Texto de lectura >>

Pueblos enojados
Por José Elías Romero Apis
Siempre me ha sorprendido que los pueblos enojados repudien la política y a los políticos. Así sucedió con nuestros vecinos en su reciente elección. Lo que han sufrido con su gobierno puede ser explicable pero su reacción al elegir a un político improvisado me parece incongruente, por decir lo menos.
Creo que la política es el espacio insuperable para ejercitar las cualidades creativas. Para conocer a fondo los problemas específicos. Para el diagnóstico y la selección de soluciones. Para implementar lo que es posible y desechar lo utópico. Para ser el puente de unión entre las exigencias sociales, los compromisos de la política y las recomendaciones de la sensatez.

Registros almacenados >>
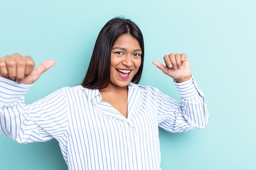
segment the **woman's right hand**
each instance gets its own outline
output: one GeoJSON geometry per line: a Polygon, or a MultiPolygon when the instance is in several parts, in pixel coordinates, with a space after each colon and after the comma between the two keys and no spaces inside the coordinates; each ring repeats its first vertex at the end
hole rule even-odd
{"type": "Polygon", "coordinates": [[[34,69],[36,64],[31,57],[16,53],[0,58],[0,76],[19,84],[31,84],[55,64],[54,60],[49,60],[34,69]]]}

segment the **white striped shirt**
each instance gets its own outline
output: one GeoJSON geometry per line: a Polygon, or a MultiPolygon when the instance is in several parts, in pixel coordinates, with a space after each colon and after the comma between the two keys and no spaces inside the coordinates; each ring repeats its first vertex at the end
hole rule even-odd
{"type": "Polygon", "coordinates": [[[31,104],[30,85],[0,77],[0,133],[19,143],[59,143],[69,170],[160,170],[158,126],[171,132],[203,128],[209,115],[193,78],[175,84],[182,102],[130,83],[126,119],[98,90],[64,87],[31,104]]]}

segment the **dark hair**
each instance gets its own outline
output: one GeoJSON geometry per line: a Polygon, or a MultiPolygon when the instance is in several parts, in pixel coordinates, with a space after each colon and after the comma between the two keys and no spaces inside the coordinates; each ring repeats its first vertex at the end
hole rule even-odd
{"type": "Polygon", "coordinates": [[[137,39],[141,49],[141,63],[131,82],[138,84],[141,78],[144,60],[144,42],[139,29],[129,19],[117,18],[108,21],[100,32],[93,49],[87,72],[81,84],[94,89],[106,88],[110,82],[111,53],[120,35],[130,35],[137,39]]]}

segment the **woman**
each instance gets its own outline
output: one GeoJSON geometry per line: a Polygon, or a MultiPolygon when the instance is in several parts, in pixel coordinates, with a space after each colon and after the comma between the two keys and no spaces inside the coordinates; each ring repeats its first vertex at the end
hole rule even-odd
{"type": "Polygon", "coordinates": [[[58,141],[70,170],[159,170],[158,126],[171,132],[204,128],[208,113],[184,54],[153,64],[174,79],[181,102],[137,84],[142,35],[129,20],[103,27],[81,85],[64,87],[31,104],[23,95],[55,64],[36,69],[29,56],[0,58],[0,133],[20,143],[58,141]]]}

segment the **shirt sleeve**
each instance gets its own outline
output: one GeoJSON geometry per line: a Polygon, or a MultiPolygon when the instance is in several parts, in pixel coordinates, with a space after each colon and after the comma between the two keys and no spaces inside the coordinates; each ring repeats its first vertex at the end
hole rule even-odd
{"type": "Polygon", "coordinates": [[[189,80],[174,83],[181,102],[159,92],[156,99],[158,126],[171,132],[204,128],[209,115],[204,96],[193,77],[189,80]]]}
{"type": "Polygon", "coordinates": [[[0,134],[21,143],[61,138],[67,122],[66,94],[60,89],[27,105],[24,95],[31,86],[0,77],[0,134]]]}

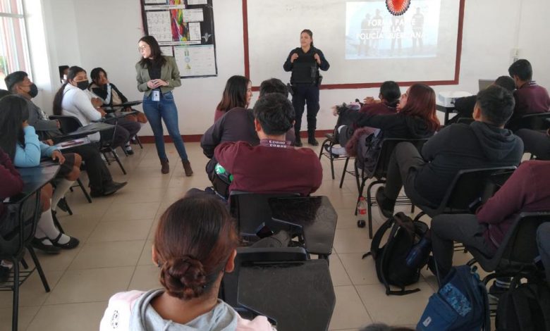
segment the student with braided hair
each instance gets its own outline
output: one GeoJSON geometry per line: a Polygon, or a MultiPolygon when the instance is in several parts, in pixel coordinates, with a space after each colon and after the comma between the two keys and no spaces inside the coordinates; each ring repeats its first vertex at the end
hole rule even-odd
{"type": "Polygon", "coordinates": [[[272,330],[264,316],[245,320],[218,299],[238,244],[223,204],[208,196],[176,201],[161,216],[153,243],[163,288],[115,294],[100,330],[272,330]]]}

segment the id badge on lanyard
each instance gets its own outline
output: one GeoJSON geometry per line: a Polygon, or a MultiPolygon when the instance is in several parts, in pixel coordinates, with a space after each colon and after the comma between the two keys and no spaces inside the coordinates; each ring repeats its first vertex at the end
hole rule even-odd
{"type": "Polygon", "coordinates": [[[153,91],[153,101],[160,101],[160,91],[158,89],[155,89],[153,91]]]}

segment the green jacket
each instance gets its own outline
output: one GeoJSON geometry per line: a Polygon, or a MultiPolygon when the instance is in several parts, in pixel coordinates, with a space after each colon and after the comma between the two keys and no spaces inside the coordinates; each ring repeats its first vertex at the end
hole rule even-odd
{"type": "MultiPolygon", "coordinates": [[[[161,79],[168,82],[168,86],[161,87],[162,94],[168,93],[173,89],[174,87],[181,86],[181,80],[180,79],[180,70],[178,69],[178,65],[176,63],[176,59],[173,56],[164,56],[166,63],[161,68],[161,79]]],[[[138,80],[138,89],[140,92],[145,92],[145,96],[149,96],[151,94],[151,89],[147,86],[147,82],[151,80],[149,77],[149,69],[142,68],[140,63],[135,63],[135,77],[138,80]]]]}

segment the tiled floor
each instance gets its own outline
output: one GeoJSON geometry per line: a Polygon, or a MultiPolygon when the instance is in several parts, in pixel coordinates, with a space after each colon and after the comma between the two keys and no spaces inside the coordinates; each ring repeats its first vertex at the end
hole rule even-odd
{"type": "MultiPolygon", "coordinates": [[[[88,204],[77,189],[68,194],[74,215],[60,212],[60,220],[65,230],[78,237],[81,244],[56,256],[39,253],[51,292],[44,292],[36,273],[23,284],[20,330],[97,330],[113,294],[159,287],[158,268],[151,262],[155,220],[190,188],[209,185],[204,172],[207,158],[199,144],[189,143],[186,146],[195,170],[191,177],[183,175],[173,145],[167,146],[171,172],[162,175],[154,145],[146,144],[142,150],[135,149],[135,155],[123,156],[128,175],[122,175],[118,166],[111,165],[116,180],[128,182],[120,192],[94,199],[92,204],[88,204]]],[[[420,282],[413,285],[420,292],[403,296],[386,296],[372,259],[361,259],[370,247],[370,239],[366,227],[356,226],[355,180],[348,175],[343,187],[338,188],[343,162],[336,162],[334,180],[328,159],[323,158],[322,163],[323,183],[315,194],[328,196],[338,215],[330,257],[336,296],[330,330],[355,330],[372,322],[413,327],[434,292],[434,277],[429,272],[422,272],[420,282]]],[[[373,216],[376,230],[381,221],[377,210],[373,216]]],[[[459,256],[456,261],[468,260],[467,255],[459,256]]],[[[0,292],[0,330],[11,330],[11,292],[0,292]]]]}

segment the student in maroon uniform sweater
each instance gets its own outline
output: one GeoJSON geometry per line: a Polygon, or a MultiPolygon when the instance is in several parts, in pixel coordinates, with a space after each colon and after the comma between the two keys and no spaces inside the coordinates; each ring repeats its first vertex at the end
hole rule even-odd
{"type": "Polygon", "coordinates": [[[294,108],[283,95],[267,94],[254,106],[258,146],[224,142],[214,157],[233,176],[230,191],[254,193],[299,192],[307,196],[321,185],[323,170],[309,149],[295,149],[285,133],[294,125],[294,108]]]}
{"type": "Polygon", "coordinates": [[[432,220],[432,249],[441,277],[444,277],[452,266],[453,241],[492,256],[519,213],[548,211],[549,171],[550,161],[525,161],[475,215],[434,217],[432,220]]]}
{"type": "Polygon", "coordinates": [[[544,113],[550,109],[548,91],[532,80],[533,70],[528,61],[518,60],[510,65],[508,72],[518,87],[514,92],[515,107],[511,120],[523,115],[544,113]]]}

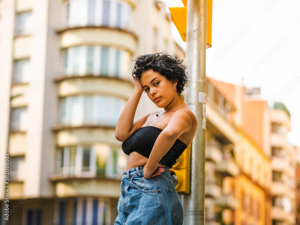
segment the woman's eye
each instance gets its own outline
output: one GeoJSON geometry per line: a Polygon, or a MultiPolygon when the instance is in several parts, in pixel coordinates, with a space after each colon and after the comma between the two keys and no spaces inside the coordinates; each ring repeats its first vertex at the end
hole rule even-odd
{"type": "MultiPolygon", "coordinates": [[[[156,83],[155,83],[154,84],[158,84],[159,83],[159,82],[160,82],[160,81],[159,81],[158,82],[156,82],[156,83]]],[[[144,93],[148,91],[147,90],[147,89],[149,89],[149,88],[146,88],[146,89],[145,89],[145,91],[144,92],[144,93]]]]}

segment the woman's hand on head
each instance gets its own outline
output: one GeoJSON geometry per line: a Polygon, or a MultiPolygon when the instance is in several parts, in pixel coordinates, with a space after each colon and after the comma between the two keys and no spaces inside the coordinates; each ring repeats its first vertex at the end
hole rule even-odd
{"type": "MultiPolygon", "coordinates": [[[[137,68],[137,67],[136,67],[136,68],[137,68]]],[[[135,72],[136,71],[136,69],[134,69],[134,71],[135,72]]],[[[134,74],[134,76],[135,77],[136,77],[136,75],[135,74],[134,74]]],[[[143,91],[144,89],[143,88],[143,87],[142,86],[142,84],[141,84],[140,79],[139,79],[139,80],[136,81],[136,80],[134,78],[133,80],[134,81],[134,89],[140,91],[143,91]]]]}
{"type": "Polygon", "coordinates": [[[154,176],[158,176],[160,175],[160,174],[164,173],[165,171],[164,167],[165,166],[160,163],[158,163],[157,164],[157,167],[155,169],[155,170],[153,171],[153,170],[149,170],[149,169],[147,167],[147,164],[146,163],[145,165],[144,166],[143,168],[143,174],[144,175],[144,177],[146,179],[152,178],[154,176]],[[158,168],[158,170],[156,170],[157,168],[158,168]]]}
{"type": "Polygon", "coordinates": [[[139,91],[142,92],[144,91],[144,89],[142,86],[140,80],[139,80],[137,81],[134,79],[134,90],[139,91]]]}

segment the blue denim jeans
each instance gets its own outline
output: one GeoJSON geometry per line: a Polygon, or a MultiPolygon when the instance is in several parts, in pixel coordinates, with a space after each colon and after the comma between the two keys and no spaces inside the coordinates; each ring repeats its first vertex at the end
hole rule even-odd
{"type": "Polygon", "coordinates": [[[114,225],[181,225],[183,208],[170,175],[170,168],[146,179],[144,166],[123,173],[114,225]]]}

Consigna 1 >>
Enumera todo aquello para lo que, según el texto sobre los pueblos enojados, la política es el espacio insuperable.
Consigna 2 >>
Repite del texto sobre los pueblos enojados todo lo que va desde "Creo que la" hasta "de la sensatez.".
El material no tiene relación alguna con el texto.

Respuesta 1 >>
- Ejercitar las cualidades creativas
- Conocer a fondo los problemas específicos
- El diagnóstico y la selección de soluciones
- Implementar lo que es posible y desechar lo utópico
- Ser el puente de unión entre las exigencias sociales, los compromisos de la política y las recomendaciones de la sensatez

Respuesta 2 >>
Creo que la política es el espacio insuperable para ejercitar las cualidades creativas. Para conocer a fondo los problemas específicos. Para el diagnóstico y la selección de soluciones. Para implementar lo que es posible y desechar lo utópico. Para ser el puente de unión entre las exigencias sociales, los compromisos de la política y las recomendaciones de la sensatez.